- [TRY IT]
The response should be the data again, identical in every line.

DATA TO EXAMINE section start

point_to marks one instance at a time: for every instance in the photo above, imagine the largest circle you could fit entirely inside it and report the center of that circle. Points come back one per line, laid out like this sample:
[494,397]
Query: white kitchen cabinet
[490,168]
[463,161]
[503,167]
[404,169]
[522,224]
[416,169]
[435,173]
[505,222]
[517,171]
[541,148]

DATA TO EXAMINE section end

- [RESPONSE TO THE EXERCISE]
point_to marks one instance at a time: for every instance in the photo above, imagine the largest circle you could fit entirely inside it and report the center of that circle. Points come back one per line, laid out like this sample:
[494,397]
Query: white kitchen cabinet
[490,168]
[463,161]
[503,167]
[404,169]
[522,224]
[416,169]
[435,173]
[505,222]
[517,171]
[541,148]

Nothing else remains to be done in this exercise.